[Records drawn from a dataset]
*** Begin section ***

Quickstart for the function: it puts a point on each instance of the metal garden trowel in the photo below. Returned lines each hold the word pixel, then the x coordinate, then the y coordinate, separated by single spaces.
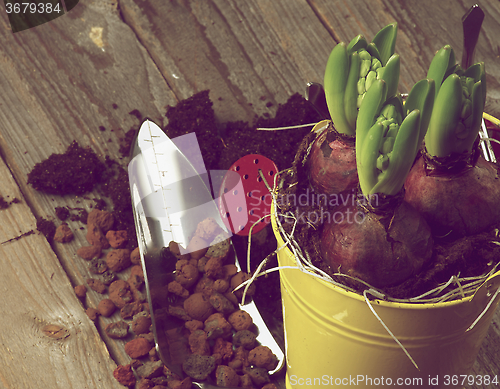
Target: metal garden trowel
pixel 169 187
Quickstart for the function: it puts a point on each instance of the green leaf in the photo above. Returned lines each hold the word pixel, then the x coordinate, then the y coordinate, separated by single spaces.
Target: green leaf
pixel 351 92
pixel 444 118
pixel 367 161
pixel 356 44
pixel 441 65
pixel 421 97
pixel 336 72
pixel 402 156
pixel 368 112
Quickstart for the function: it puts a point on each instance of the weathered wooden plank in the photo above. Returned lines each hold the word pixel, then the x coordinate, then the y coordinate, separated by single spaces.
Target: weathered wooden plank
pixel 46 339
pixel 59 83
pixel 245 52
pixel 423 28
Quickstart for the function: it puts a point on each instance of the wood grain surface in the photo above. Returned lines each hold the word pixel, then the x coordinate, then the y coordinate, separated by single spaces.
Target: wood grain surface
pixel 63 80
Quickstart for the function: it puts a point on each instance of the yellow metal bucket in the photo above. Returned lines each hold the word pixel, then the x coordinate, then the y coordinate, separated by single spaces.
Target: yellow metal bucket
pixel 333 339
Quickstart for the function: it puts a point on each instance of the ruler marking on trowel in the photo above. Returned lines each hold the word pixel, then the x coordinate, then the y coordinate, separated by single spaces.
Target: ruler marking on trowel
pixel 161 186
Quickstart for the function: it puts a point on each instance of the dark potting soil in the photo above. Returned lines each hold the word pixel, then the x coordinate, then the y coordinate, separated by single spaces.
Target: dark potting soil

*** End section ***

◆ Description of the task
Exactly reproduce each entry, but drop the pictures.

◆ Written solution
Quickstart for the function: it puts a point on each instance of the metal garden trowel in the photo below. Returned lines each hold the word pixel, then the x coordinate, then the y coordinate, separated by single spaces.
Target: metal garden trowel
pixel 169 187
Quickstart for the function: it puts a point on each instance of the green leaf in the photo above. Returned lines each hold the word pixel, then the x coordinate, then the y coordinate, separated by single spaces.
Target: green leaf
pixel 351 92
pixel 444 118
pixel 367 161
pixel 356 44
pixel 441 65
pixel 421 97
pixel 336 72
pixel 402 156
pixel 368 112
Quickstart for the function: it puts a point on each instance of the weathered wooden plank in the photo above. Returned lines each hold the word pixel, then the x coordinate, then the y coordinate, separated by single spaces.
Target: weathered wooden plank
pixel 46 339
pixel 59 83
pixel 245 52
pixel 423 28
Quickstart for the function: it puts a point on each instance of the wood grain surface in the photo above. Returned lines each hold the word pixel, then the x coordinate, then the y coordinate, separated by single spaces.
Target: wood grain surface
pixel 63 80
Quickstart for the function: it puts a point on each instance of the yellow metal bucket in the photo above. Returned lines each hold the word pixel, then the x coordinate, then the y coordinate, separated by single spaces.
Target: yellow metal bucket
pixel 333 339
Quickstart for the function: it puts a point on each instance of the ruler marking on trowel in the photo above. Returned lines each hold the word pixel, then the x coordinate, then the y coordinate, separated by single spaces.
Target: ruler marking on trowel
pixel 161 186
Quickstart for the function: it puts a point on each instance of the dark potting soil in the photo above. Returned lines each hold the word pixel, then the x coordinate, then the y coordinate, separated by single spaces.
Target: dark potting soil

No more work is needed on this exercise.